** START Given passage **

More honest and efficient corporate performance depends less upon harsh criminal sanctions than it does on the voice and role both workers and the public can have in spotting and preventing malfeasance. The modern corporation is a publicly chartered entity enjoying immense legal and economic privileges. Yet here in the United States, unlike many European nations, most corporate employees enjoy minimal rights to organize, seldom have an equity stake in their firms and cannot even exercise basic rights of free speech within the workplace. More than half of U.S. workers don't even have pensions to be wiped out by market collapse. Deprived of such basic rights, many workers are unable to negotiate even minimal pensions. When workers are disenfranchised, corporations and the public also lose capable whistleblowers and vital talents.

** END Given passage **

Work to do:
1) From the passage on corporate accountability, copy the part that opens with the words containing "More honest and" and closes with "and vital talents.".
2) List the three limitations that most corporate employees in the United States face, according to the sentence in the passage on corporate accountability that begins "Yet here in the United States".
3) Carry on the passage on corporate accountability with new writing that follows its last sentence.

** START Recorded data **

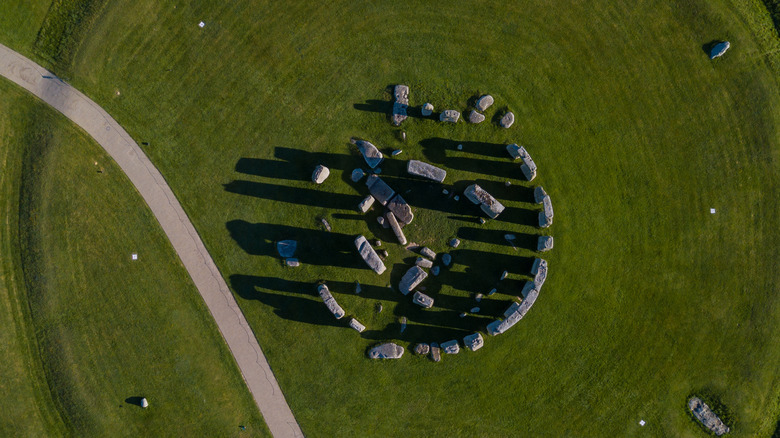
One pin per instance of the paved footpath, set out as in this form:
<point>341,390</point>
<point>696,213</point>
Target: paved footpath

** END Recorded data **

Answers to each task:
1)
More honest and efficient corporate performance depends less upon harsh criminal sanctions than it does on the voice and role both workers and the public can have in spotting and preventing malfeasance. The modern corporation is a publicly chartered entity enjoying immense legal and economic privileges. Yet here in the United States, unlike many European nations, most corporate employees enjoy minimal rights to organize, seldom have an equity stake in their firms and cannot even exercise basic rights of free speech within the workplace. More than half of U.S. workers don't even have pensions to be wiped out by market collapse. Deprived of such basic rights, many workers are unable to negotiate even minimal pensions. When workers are disenfranchised, corporations and the public also lose capable whistleblowers and vital talents.

2)
- They enjoy minimal rights to organize.
- They seldom have an equity stake in their firms.
- They cannot even exercise basic rights of free speech within the workplace.

3)
The cycles of boom and bust that characterize our history have been driven in part by systematic misinformation followed by public revulsion. As the dust from WorldCom and other corporate swindles fades, investors and policy analysts would do well to step back and take a broad look at this history. Our stock market has always been a crapshoot. Left Business Observer editor Doug Henwood points out that $10,000 invested in the market in 1937 would have yielded $250,000 30 years later, while $10,000 invested in 1972 would yield $73,000 today.

Even after recent declines, the stock market today is still trading at a price-to-earnings ratio somewhat above historic averages. If future earnings "restatements" lower earnings even further, there may be even more downside risk. For the market to deliver returns equivalent to the 1967 returns cited by Henwood, one must make heroic assumptions about either the rate of growth of profits or long-term changes in the price-to-earnings ratio investors are willing to accept.

Social Security, a frequent target of conservatives, is on more solid foundations than the market. Despite relying on absurdly pessimistic assumptions about overall economic growth, Social Security trustees can still report the system is financially sound for almost four more decades. Even at that point it would need only modest changes to remain solvent another four decades.

Perhaps the most important short-term reform would be to demand that all workers covered by private pensions be extended options that include lower-risk, long-term annuities.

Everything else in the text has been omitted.